• O QUE FAZER:
Você pode reescrever a listagem abaixo trocando "wanted" por "required" em todas as linhas, sem mudar mais nada? Deixe as imagens fora da resposta.

[Exemplos de marcação de pontos]
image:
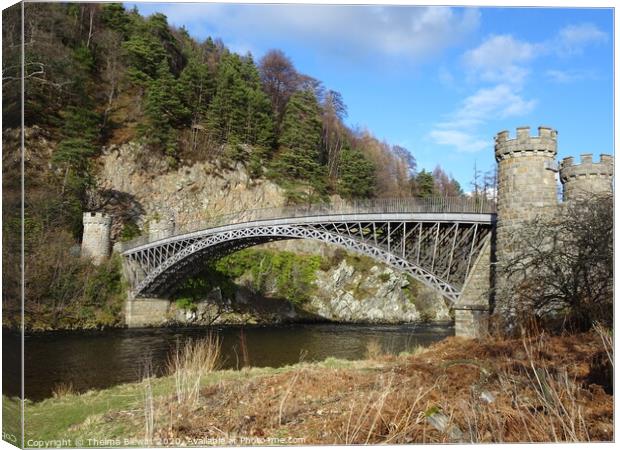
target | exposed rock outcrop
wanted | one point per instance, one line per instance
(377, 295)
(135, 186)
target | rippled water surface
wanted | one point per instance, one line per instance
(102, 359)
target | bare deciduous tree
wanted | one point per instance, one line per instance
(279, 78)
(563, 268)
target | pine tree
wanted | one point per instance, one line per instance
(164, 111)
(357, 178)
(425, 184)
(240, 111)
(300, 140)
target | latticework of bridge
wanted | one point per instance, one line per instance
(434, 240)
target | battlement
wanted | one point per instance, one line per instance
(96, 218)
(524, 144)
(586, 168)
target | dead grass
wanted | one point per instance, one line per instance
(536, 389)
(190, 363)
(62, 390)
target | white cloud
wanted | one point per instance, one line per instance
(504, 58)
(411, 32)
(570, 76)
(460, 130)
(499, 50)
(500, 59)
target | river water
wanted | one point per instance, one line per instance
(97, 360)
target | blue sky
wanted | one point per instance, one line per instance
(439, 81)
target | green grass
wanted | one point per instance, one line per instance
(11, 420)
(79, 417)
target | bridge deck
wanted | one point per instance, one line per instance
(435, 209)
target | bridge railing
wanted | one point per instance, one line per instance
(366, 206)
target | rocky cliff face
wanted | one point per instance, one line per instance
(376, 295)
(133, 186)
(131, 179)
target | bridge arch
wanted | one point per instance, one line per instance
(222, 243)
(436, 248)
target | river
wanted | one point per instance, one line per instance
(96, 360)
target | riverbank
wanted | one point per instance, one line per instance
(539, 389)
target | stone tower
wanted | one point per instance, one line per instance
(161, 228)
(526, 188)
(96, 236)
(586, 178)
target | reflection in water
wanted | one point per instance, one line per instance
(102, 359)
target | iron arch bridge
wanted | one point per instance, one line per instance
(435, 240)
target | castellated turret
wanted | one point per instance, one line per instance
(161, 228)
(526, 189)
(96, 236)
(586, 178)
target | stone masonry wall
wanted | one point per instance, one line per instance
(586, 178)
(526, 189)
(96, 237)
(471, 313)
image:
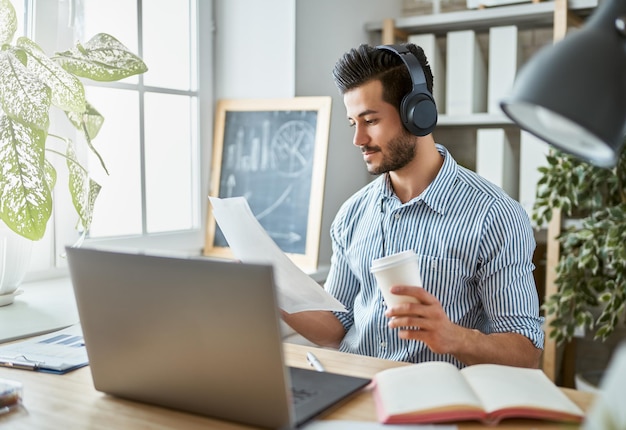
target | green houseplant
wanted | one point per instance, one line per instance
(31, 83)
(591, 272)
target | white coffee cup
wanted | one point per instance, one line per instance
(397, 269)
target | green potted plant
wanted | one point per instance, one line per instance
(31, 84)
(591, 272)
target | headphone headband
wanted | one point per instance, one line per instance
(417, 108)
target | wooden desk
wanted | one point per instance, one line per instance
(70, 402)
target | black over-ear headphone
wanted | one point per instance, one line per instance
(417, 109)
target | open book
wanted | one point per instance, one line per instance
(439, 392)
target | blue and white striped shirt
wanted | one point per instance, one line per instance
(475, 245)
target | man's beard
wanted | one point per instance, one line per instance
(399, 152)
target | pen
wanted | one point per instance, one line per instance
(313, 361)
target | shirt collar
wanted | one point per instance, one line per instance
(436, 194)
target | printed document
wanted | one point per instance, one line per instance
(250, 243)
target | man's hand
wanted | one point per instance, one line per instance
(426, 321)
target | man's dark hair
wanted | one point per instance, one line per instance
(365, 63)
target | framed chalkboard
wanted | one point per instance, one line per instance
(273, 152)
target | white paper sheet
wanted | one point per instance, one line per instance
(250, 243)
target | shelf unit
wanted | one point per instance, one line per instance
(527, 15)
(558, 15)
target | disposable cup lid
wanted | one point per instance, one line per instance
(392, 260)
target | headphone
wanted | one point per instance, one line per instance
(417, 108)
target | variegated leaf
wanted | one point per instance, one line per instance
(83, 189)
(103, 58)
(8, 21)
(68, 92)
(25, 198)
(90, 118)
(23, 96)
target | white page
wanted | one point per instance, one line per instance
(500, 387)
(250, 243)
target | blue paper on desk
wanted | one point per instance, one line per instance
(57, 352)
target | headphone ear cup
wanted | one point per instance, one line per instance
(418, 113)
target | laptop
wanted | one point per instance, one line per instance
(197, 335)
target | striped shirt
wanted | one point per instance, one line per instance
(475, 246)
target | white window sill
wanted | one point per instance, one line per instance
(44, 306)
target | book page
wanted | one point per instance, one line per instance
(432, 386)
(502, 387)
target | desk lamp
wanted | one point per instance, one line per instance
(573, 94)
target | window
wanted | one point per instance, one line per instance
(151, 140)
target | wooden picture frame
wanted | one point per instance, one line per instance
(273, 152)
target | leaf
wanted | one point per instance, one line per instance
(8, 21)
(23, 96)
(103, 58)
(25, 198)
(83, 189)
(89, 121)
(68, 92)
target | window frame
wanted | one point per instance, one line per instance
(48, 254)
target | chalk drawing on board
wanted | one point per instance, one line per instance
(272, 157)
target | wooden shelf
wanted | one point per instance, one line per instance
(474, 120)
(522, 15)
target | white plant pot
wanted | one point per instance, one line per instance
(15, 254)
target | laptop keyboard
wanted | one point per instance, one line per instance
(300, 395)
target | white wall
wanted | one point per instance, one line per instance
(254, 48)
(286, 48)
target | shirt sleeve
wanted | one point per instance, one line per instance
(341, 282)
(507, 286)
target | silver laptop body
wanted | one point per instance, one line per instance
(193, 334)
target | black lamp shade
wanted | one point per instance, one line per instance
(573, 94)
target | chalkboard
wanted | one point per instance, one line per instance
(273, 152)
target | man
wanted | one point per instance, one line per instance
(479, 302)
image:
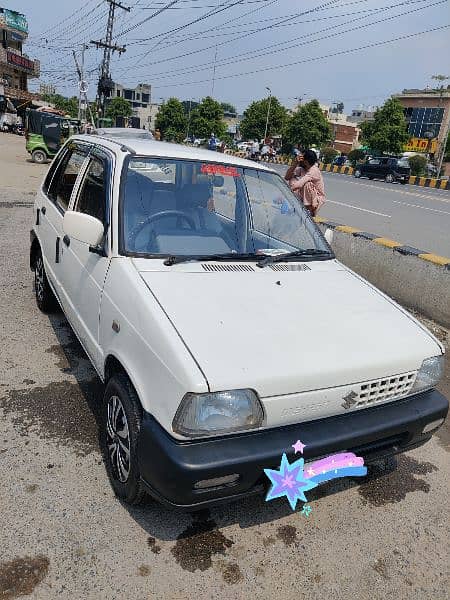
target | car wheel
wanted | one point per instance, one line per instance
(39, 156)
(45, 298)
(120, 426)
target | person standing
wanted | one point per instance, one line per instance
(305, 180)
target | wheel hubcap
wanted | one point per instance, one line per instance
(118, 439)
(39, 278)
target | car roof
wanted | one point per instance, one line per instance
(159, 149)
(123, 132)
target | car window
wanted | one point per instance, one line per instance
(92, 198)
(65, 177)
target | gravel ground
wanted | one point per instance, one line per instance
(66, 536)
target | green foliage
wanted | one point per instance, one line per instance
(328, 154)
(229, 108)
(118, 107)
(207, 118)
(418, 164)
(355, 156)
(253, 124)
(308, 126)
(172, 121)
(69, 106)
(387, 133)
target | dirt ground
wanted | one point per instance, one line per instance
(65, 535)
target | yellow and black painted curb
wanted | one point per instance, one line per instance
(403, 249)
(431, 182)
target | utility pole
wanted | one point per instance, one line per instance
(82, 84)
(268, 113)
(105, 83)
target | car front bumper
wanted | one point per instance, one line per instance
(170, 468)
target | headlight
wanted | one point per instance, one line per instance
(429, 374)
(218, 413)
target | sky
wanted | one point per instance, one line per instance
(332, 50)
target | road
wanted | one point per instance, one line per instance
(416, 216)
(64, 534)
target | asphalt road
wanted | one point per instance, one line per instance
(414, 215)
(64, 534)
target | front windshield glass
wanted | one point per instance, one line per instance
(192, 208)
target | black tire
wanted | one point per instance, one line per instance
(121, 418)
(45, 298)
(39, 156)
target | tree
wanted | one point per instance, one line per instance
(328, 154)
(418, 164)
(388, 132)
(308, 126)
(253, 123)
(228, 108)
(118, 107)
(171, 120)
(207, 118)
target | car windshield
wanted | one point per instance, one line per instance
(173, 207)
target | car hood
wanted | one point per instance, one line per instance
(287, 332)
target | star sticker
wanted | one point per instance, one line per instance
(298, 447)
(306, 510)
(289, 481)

• RESPOSTA DA TAREFA:
image:
target | exposed rock outcrop
required | one point per instance, one line per instance
(377, 295)
(135, 186)
target | rippled water surface
required | one point per instance, one line per instance
(102, 359)
target | bare deciduous tree
required | one point per instance, one line per instance
(279, 78)
(563, 268)
target | pine tree
required | one point per instance, one line per instance
(164, 111)
(357, 178)
(425, 184)
(240, 111)
(300, 140)
target | latticework of bridge
required | one point per instance, one line per instance
(434, 240)
target | battlement
required | one point per instance, one line per instance
(96, 218)
(524, 144)
(586, 168)
target | dead grass
required | one point per instance, one line per instance
(536, 389)
(190, 363)
(62, 390)
target | white cloud
required | one point per instance, one line per instance
(504, 58)
(411, 32)
(570, 76)
(460, 130)
(499, 50)
(500, 59)
target | river water
required | one point per instance, one line per instance
(97, 360)
target | blue sky
required | one point per instance, one line per instance
(439, 81)
target | green grass
required | one point per instance, one line per instance
(11, 420)
(79, 417)
target | bridge deck
required | one point per instance, one line per instance
(435, 209)
target | bridge railing
required | one point per instance, one line per instance
(366, 206)
target | rocky cliff face
required | one point per instance, one line per instance
(376, 295)
(133, 186)
(131, 179)
target | bridge arch
required | one point per instance, one line per instance
(222, 243)
(436, 248)
target | river
required | one point per instance, one line per instance
(96, 360)
target | riverbank
required | one point per instance, one line per instance
(539, 389)
target | stone tower
required | one point per instance, one line per instance
(161, 228)
(526, 188)
(96, 236)
(586, 178)
target | reflection in water
required | one point per instance, one line per instance
(102, 359)
target | iron arch bridge
required | one point per instance, one line per instance
(435, 240)
target | castellated turret
required | one point per instance, one line per instance
(161, 228)
(526, 189)
(96, 236)
(586, 178)
target | stone masonry wall
required | one point per instance, one line per instance
(586, 178)
(526, 189)
(96, 237)
(471, 313)
image:
target | green houseplant
required | one point per instance, one line per instance
(31, 83)
(591, 272)
target | white coffee cup
required | one point per instance, one line per instance
(397, 269)
target | green potted plant
required | one point per instance, one line per instance
(31, 84)
(591, 272)
target | headphone headband
required | one point per instance, one line per instance
(417, 108)
target | wooden desk
required | one point per instance, one line per instance
(70, 402)
target | black over-ear headphone
required | one point per instance, one line per instance
(417, 109)
target | open book
required | one point per instance, one line per instance
(439, 392)
target | blue and white striped shirt
required | one point per instance, one line per instance
(475, 245)
target | man's beard
required | one point per instance, one line per instance
(399, 152)
target | pen
required | one point per instance, one line per instance
(313, 361)
target | shirt collar
required | one point per instance, one line per instance
(436, 194)
target | printed document
required | one point per instance, one line per instance
(250, 243)
target | man's hand
required | one point per instance, one line per instance
(426, 321)
target | man's dark hair
required | one point per instance, one line per instance
(365, 63)
target | framed chalkboard
required | one point per instance, one line per instance
(273, 152)
target | white paper sheet
required | one point per instance, one line per instance
(250, 243)
target | shelf unit
required | one point per instance, one line per instance
(527, 15)
(558, 15)
target | disposable cup lid
required | one point per instance, one line per instance
(392, 260)
target | headphone
required | one point per instance, one line per instance
(417, 108)
target | variegated leaf
required | one point per instance, one line per instance
(83, 189)
(103, 58)
(8, 21)
(68, 92)
(25, 198)
(90, 118)
(23, 96)
target | white page
required | one point per instance, one line per instance
(500, 387)
(250, 243)
target | blue paper on desk
required | one point per instance, one line per instance
(57, 352)
target | headphone ear cup
required | one point per instance, one line per instance
(418, 113)
target | laptop
required | one point per instance, one line per instance
(197, 335)
target | striped shirt
required | one point per instance, one line per instance
(475, 246)
target | white window sill
required | one point per instance, one line per instance
(44, 306)
target | book page
required | one point per instance, one line per instance
(432, 386)
(502, 387)
target | desk lamp
required | one point per instance, one line per instance
(573, 94)
target | window
required | one point per instance, one line per instance
(151, 140)
target | wooden picture frame
required | one point per instance, one line per instance
(273, 152)
target | leaf
required | one point per instance, one line per instance
(8, 21)
(23, 96)
(103, 58)
(25, 198)
(83, 189)
(89, 121)
(68, 92)
target | window frame
required | one point per instance, one line per instance
(48, 254)
target | chalk drawing on board
required | one point per instance, one line per instance
(272, 157)
target | wooden shelf
required | one point per instance, one line per instance
(474, 120)
(522, 15)
target | white plant pot
required | one point per instance, one line per instance
(15, 254)
target | laptop keyboard
required | one point per instance, one line per instance
(300, 395)
target | white wall
required | one point per instance, one line per instance
(254, 48)
(286, 48)
target | shirt sleeve
required | one point per instance, one line per instance
(341, 282)
(507, 286)
target | silver laptop body
required | one point per instance, one line per instance
(193, 334)
target | black lamp shade
required | one point per instance, one line per instance
(573, 94)
target | chalkboard
required | one point per instance, one line per instance
(273, 152)
target | man
required | one point per instance, one line per instance
(479, 302)
image:
target | car wheel
required | one point per instance, one line per instance
(39, 156)
(45, 298)
(120, 426)
target | person standing
required | one point per instance, one line per instance
(305, 180)
target | wheel hubcap
required | one point per instance, one line per instance
(118, 439)
(39, 278)
target | car roof
required | one point per instance, one line per instance
(159, 149)
(123, 132)
target | car window
required | one point per instance, one line per instance
(92, 198)
(65, 177)
target | gravel ground
required | one point per instance, one line per instance
(66, 536)
target | green foliage
required | one point per instance, one line per instance
(328, 154)
(229, 108)
(118, 107)
(207, 118)
(418, 164)
(355, 156)
(253, 124)
(308, 126)
(172, 121)
(69, 106)
(387, 133)
target | dirt ground
required | one point per instance, one line per instance
(65, 535)
target | yellow and black painted curb
required | one point per instance, one line per instance
(403, 249)
(431, 182)
target | utility pole
required | one point per instance, one line per instance
(82, 84)
(268, 113)
(105, 83)
target | car front bumper
required | one point per instance, one line per instance
(170, 468)
target | headlight
required | one point per instance, one line per instance
(429, 374)
(218, 413)
target | sky
required | one point per instance, one line per instance
(332, 50)
target | road
required | one point per instance, one line per instance
(416, 216)
(64, 534)
target | asphalt road
required | one point per instance, one line per instance
(414, 215)
(64, 534)
target | front windshield glass
required | one point per instance, one line per instance
(192, 208)
target | black tire
required | one point per instance, one line per instance
(121, 418)
(45, 298)
(39, 156)
target | tree
required | one point per instance, one line per instance
(328, 154)
(418, 164)
(388, 132)
(308, 126)
(253, 123)
(228, 108)
(118, 107)
(171, 120)
(207, 118)
target | car windshield
required | one point per instance, one line per instance
(173, 207)
target | car hood
required | one point per instance, one line per instance
(287, 332)
target | star sticker
required | one point per instance, one line per instance
(298, 447)
(306, 510)
(289, 481)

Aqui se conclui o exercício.